(Datos de origen)
▽

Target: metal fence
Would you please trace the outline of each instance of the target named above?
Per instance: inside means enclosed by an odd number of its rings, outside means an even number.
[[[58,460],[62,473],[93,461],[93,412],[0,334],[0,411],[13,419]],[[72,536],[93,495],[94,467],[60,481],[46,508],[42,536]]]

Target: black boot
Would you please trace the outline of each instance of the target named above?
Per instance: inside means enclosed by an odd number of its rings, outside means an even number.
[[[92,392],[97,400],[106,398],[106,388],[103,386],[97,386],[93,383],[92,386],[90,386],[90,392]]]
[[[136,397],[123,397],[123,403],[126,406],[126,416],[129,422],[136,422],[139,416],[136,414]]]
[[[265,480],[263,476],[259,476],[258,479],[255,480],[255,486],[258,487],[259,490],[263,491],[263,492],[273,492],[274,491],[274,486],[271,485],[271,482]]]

△

Instrucciones -
Transcribe de nuevo todas las líneas del listado anterior, sin alterar ni un solo carácter.

Solución -
Target: metal fence
Would you please trace the outline of each instance of the target named above?
Per instance: inside means enclosed by an odd number of its rings, outside means an even number.
[[[58,460],[62,473],[93,461],[93,412],[0,334],[0,411],[13,419]],[[72,536],[93,495],[94,467],[60,481],[46,508],[42,536]]]

Target: black boot
Would you please trace the outline of each instance of the target named above?
Per instance: inside means enclosed by an odd number of its rings, outside means an even number.
[[[92,392],[97,400],[106,398],[106,388],[103,386],[97,386],[93,383],[92,386],[90,386],[90,392]]]
[[[136,397],[123,397],[123,403],[126,406],[126,416],[129,422],[136,422],[139,416],[136,414]]]
[[[265,480],[263,476],[259,476],[258,479],[255,480],[255,486],[258,487],[259,490],[263,491],[263,492],[273,492],[274,491],[274,486],[271,485],[271,482]]]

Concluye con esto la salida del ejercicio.